Every line from the one with "the boy's ear" through the end of the records below should be restated word for word, and nothing outside that span.

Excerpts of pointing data

* * * *

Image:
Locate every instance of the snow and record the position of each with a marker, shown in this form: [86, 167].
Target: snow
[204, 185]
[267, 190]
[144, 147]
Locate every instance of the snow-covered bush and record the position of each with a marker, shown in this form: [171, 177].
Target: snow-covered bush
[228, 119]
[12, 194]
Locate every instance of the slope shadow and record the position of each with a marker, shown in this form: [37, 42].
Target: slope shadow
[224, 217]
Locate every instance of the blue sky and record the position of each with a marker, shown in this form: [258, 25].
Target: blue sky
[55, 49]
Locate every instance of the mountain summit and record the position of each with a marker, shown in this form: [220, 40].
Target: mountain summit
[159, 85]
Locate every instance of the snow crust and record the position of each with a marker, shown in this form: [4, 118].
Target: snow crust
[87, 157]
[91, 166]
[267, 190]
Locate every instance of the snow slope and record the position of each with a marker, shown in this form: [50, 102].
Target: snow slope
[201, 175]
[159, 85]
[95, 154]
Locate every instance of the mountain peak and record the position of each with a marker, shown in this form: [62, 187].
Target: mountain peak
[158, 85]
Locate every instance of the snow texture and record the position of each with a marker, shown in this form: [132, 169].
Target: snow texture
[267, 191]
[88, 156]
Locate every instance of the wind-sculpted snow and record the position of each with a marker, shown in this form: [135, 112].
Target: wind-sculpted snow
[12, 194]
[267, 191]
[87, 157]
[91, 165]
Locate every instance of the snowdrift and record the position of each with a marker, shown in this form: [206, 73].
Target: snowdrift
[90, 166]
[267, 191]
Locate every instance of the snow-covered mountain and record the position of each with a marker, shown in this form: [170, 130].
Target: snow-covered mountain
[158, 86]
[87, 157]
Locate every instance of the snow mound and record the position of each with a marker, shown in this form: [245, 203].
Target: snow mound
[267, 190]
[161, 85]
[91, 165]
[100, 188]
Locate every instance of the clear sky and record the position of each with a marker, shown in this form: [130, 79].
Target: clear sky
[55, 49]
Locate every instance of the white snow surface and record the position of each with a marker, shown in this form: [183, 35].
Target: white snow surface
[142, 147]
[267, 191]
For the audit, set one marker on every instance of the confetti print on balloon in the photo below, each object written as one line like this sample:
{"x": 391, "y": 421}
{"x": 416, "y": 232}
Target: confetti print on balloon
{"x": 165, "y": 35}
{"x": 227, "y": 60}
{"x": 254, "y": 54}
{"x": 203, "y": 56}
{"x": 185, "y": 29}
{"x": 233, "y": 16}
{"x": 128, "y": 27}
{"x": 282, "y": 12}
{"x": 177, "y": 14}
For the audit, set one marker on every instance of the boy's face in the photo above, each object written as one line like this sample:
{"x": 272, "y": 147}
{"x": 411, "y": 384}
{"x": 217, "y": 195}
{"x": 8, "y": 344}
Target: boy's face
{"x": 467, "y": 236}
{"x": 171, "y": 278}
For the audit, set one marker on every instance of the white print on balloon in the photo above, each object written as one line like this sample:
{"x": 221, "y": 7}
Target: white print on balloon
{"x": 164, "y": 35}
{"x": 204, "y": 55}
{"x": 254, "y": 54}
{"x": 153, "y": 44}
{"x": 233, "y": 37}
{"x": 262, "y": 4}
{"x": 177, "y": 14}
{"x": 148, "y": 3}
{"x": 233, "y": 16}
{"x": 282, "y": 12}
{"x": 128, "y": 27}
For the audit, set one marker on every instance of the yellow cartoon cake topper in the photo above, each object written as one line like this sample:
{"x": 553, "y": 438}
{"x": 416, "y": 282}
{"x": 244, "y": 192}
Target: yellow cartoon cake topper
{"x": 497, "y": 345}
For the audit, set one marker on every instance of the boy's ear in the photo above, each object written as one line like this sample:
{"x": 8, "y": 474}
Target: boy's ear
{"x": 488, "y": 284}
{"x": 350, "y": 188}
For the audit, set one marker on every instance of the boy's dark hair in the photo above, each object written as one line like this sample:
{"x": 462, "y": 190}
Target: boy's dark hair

* * * *

Correct result:
For the audit, set one marker on every instance of the boy's ear in the photo above, each object written as one line like this sample:
{"x": 8, "y": 474}
Target: boy's ear
{"x": 488, "y": 284}
{"x": 350, "y": 188}
For the audit, set one marker on every instance of the boy's dark hair in the photo above, each object written as one line like this sample:
{"x": 462, "y": 190}
Target: boy's dark hair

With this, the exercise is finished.